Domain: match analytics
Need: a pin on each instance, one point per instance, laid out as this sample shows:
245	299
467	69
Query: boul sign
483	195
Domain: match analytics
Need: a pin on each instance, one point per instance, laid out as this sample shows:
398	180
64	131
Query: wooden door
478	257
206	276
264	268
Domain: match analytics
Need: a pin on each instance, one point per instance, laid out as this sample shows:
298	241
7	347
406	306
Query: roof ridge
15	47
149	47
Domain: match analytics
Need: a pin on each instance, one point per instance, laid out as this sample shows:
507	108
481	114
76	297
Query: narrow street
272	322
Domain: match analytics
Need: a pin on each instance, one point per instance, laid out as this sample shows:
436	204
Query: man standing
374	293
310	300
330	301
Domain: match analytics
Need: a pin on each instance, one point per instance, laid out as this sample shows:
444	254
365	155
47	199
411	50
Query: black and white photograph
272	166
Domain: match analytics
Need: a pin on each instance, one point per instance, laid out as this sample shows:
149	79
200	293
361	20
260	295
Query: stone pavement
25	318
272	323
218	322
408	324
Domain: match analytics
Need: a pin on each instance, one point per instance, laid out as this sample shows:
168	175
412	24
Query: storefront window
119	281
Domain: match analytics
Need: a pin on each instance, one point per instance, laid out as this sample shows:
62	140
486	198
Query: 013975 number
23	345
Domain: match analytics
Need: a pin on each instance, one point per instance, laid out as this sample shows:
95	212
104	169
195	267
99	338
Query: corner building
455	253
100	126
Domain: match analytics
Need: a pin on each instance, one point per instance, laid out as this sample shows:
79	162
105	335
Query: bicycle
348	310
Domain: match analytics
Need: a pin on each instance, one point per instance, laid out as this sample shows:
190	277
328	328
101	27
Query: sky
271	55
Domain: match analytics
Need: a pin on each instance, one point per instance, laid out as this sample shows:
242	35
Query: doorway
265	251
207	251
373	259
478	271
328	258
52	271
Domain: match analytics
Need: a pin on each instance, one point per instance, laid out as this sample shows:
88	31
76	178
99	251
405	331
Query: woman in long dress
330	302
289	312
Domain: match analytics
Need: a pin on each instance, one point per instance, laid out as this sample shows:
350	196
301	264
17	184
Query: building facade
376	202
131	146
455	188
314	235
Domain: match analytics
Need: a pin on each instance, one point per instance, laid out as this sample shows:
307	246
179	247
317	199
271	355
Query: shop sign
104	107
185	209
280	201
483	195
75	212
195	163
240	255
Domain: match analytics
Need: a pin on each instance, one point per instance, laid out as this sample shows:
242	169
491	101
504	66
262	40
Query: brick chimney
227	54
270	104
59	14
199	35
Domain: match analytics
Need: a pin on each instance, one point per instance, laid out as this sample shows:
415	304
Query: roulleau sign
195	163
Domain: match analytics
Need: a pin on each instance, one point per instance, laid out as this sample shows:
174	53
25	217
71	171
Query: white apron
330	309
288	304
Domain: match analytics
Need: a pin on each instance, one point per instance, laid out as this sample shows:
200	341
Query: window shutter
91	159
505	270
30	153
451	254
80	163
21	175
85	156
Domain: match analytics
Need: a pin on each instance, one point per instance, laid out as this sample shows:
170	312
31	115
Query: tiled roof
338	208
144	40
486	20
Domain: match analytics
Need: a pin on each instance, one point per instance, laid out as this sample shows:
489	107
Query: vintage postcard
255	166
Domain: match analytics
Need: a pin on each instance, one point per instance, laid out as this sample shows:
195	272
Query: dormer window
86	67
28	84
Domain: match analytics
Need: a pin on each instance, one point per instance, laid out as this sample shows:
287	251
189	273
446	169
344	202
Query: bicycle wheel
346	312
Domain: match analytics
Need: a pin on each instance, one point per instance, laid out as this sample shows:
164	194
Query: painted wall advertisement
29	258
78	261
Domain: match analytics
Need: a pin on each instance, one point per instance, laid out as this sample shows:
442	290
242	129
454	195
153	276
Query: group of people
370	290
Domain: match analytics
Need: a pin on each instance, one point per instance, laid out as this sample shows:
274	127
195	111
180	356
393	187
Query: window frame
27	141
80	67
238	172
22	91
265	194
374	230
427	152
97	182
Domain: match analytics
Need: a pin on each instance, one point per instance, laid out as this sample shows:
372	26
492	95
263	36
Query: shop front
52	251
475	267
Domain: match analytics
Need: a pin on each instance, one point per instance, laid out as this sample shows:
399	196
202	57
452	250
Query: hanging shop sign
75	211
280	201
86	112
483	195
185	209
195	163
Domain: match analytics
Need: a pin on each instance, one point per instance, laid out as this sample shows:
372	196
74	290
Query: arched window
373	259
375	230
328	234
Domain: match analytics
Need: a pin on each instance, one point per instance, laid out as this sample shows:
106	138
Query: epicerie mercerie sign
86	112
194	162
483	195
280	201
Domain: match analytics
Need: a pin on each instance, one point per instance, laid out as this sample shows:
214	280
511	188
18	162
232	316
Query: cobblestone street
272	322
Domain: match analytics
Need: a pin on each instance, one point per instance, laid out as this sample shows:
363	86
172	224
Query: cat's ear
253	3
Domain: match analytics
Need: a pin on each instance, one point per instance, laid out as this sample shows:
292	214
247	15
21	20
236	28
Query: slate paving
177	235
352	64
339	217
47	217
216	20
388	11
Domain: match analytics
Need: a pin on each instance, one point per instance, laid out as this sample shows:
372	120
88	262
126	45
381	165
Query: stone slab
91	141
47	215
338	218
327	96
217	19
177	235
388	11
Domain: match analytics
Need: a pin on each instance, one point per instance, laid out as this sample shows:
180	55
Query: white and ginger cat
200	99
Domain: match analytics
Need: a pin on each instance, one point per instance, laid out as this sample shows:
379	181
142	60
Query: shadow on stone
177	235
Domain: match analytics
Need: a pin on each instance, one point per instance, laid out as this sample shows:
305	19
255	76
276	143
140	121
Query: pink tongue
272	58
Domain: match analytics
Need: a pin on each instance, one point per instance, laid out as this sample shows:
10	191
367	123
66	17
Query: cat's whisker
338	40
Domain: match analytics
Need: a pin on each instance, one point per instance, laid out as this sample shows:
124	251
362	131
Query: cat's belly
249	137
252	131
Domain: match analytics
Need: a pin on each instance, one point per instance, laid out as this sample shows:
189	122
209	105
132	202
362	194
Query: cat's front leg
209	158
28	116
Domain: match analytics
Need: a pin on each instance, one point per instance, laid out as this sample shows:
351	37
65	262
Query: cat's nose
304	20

What is required: Above are some records. Print them all exactly.

Task answer:
Domain: match analytics
Need: a pin on each instance, one point per instance, laid out as this sample shows:
245	299
467	69
Query: boul sign
483	195
Domain: match analytics
Need: a pin on each instance, one point per instance, laid out as this sample shows:
398	180
64	131
Query: wooden door
478	257
206	276
264	268
Domain: match analytics
Need: a pin on each instance, one point per instance, laid out as this sample shows:
298	241
7	347
406	306
Query: roof ridge
15	47
149	47
Domain: match analytics
Need: a pin on each instance, one point per instance, laid out as this sample shows:
507	108
481	114
76	297
Query: narrow street
272	322
Domain: match analytics
Need: a pin on each instance, one point per instance, laid out as this sample shows:
436	204
Query: man standing
374	293
310	300
330	301
Domain: match analytics
Need: a pin on each instance, one point per instance, laid out as this sample shows:
444	254
365	155
47	199
411	50
Query: black and white photograph
272	166
Domain: match analytics
Need: a pin on each instance, one point per instance, laid out as this sample shows:
149	79
200	293
361	20
260	295
Query: stone pavement
25	318
272	323
218	322
408	324
Domain: match analytics
Need: a pin on each instance, one point per instance, laid out as this sample shows:
168	175
412	24
Query: storefront window
119	281
Domain: match analytics
Need: a pin on each instance, one point per instance, laid out as this sample shows:
62	140
486	198
Query: 013975 number
23	345
Domain: match analytics
Need: a pin on each instance, one point per instance, laid out as this sample shows:
95	212
104	169
195	267
99	338
Query: corner building
455	253
100	126
Domain: match analytics
Need: a pin on each instance, one point per instance, laid out as this sample shows:
79	162
105	335
Query: bicycle
348	310
Domain: match analytics
Need: a pin on each instance, one point per instance, laid out as this sample shows:
190	277
328	328
101	27
Query: sky
271	55
Domain: match analytics
Need: a pin on each instance, one point per instance, laid out as this sample shows:
242	35
Query: doorway
265	251
207	251
373	259
478	271
328	258
52	271
Domain: match analytics
Need: a pin on each instance, one point per instance, laid out as this sample shows:
88	31
76	178
99	251
405	331
Query: woman in long dress
330	302
289	312
Domain: match analytics
Need: a pin on each instance, one point per instance, laid out as this sample shows:
350	196
301	264
17	184
Query: building facade
376	202
131	146
455	188
314	235
Domain: match analytics
Need: a pin on each instance, one point per instance, laid out as this sample shows:
307	246
179	247
317	199
271	355
Query: shop sign
104	107
185	209
280	201
483	195
75	212
195	163
240	255
Domain: match analytics
Need: a pin on each instance, one point per instance, laid out as this sample shows:
242	169
491	101
504	66
262	40
Query: brick chimney
227	54
270	104
59	14
199	35
Domain: match analytics
Need: a pin on each instance, one point per instance, laid out as this sample shows:
415	304
Query: roulleau sign
195	163
Domain: match analytics
Need: a pin on each instance, one point per instance, laid out as this sample shows:
174	53
25	217
71	171
Query: white apron
330	309
288	304
Domain: match analytics
Need: a pin on each instance, one point per instance, laid out as this sample shows:
200	341
Query: window shutter
91	159
505	270
30	153
451	254
80	163
21	175
85	156
Domain: match analytics
Need: a pin on each instance, one point per instance, laid out as this sample shows:
170	312
31	115
Query: tiled roof
338	208
144	40
486	20
Domain: match analytics
Need: a pin on each instance, one point per instance, laid out as this sample shows:
489	107
Query: vintage postcard
255	166
Domain: match analytics
Need: a pin on each instance, one point per instance, laid out as this sample shows:
195	272
Query: dormer window
86	67
28	84
Domain: match analytics
Need: a pin on each instance, one point per instance, laid out as this sample shows:
287	251
189	273
446	169
344	202
Query: bicycle wheel
346	312
Domain: match analytics
Need: a pin on each instance, one point per instance, laid out as this sample shows:
164	194
Query: painted wall advertisement
29	258
78	261
Domain: match analytics
Need: a pin on each instance, one point per instance, laid out as this sample shows:
442	290
242	129
454	195
153	276
Query: group of people
370	290
Domain: match analytics
Need: a pin on each instance, one point per instance, laid out as this sample shows:
274	127
195	111
180	356
393	187
Query: window frame
27	141
80	67
238	172
22	91
265	194
374	230
427	152
97	182
Domain: match analytics
Need: a pin on each instance, one point per instance, laid out as this sample shows:
372	26
492	95
263	36
Query: shop front
52	251
475	267
Domain: match analytics
Need: a pin on each instance, one point per instance, laid out as this sample shows:
399	196
202	57
452	250
Query: hanging shop sign
75	211
280	201
86	112
483	195
185	209
195	163
Domain: match analytics
Need: a pin on each instance, one point per instance, laid out as this sample shows:
372	196
74	290
Query: arched window
373	259
375	230
328	234
Domain: match analytics
Need: a pin on each instance, one point per instance, laid out as this sample shows:
106	138
Query: epicerie mercerie sign
86	112
194	162
483	195
280	201
Domain: match analytics
Need: a pin on each instance, one point per instance, laid out as this sample shows:
214	280
511	188
18	162
232	316
Query: cobblestone street
272	322
Domain: match analytics
Need: a pin on each instance, one point per instance, laid out as this sample shows:
363	86
172	224
Query: cat's ear
253	3
Domain: match analytics
Need: a pin on each instance, one point per instance, laid out as this sample shows:
292	214
247	15
21	20
236	28
Query: slate paving
177	235
352	64
339	217
47	217
216	20
388	11
Domain: match analytics
Need: a pin on each instance, one point per instance, laid out as this sample shows:
372	120
88	262
126	45
381	165
Query: stone slab
91	141
47	215
338	218
327	96
217	19
177	235
388	11
Domain: match analytics
Need: a pin on each instance, one point per instance, laid out as this sample shows:
180	55
Query: white and ginger cat
200	99
Domain: match analytics
Need: a pin on each instance, one point per instance, laid out as this sample shows:
379	181
142	60
Query: shadow on stone
177	235
Domain: match analytics
Need: a pin on each instance, one point per instance, laid out as this sample shows:
305	19
255	76
276	143
140	121
Query: pink tongue
272	58
Domain: match analytics
Need: a pin on each instance, one point per instance, laid out as this sample shows:
10	191
367	123
66	17
Query: cat's whisker
338	40
Domain: match analytics
Need: a pin on each instance, one point per instance, laid out as this sample shows:
124	251
362	131
Query: cat's belly
249	137
252	131
Domain: match analytics
Need: a pin on each instance, one point per instance, laid out as this sample shows:
189	122
209	105
132	202
362	194
Query: cat's front leg
209	158
28	116
Domain: match analytics
Need: a pin on each instance, one point per instance, laid out as this sample shows:
351	37
65	262
Query: cat's nose
304	20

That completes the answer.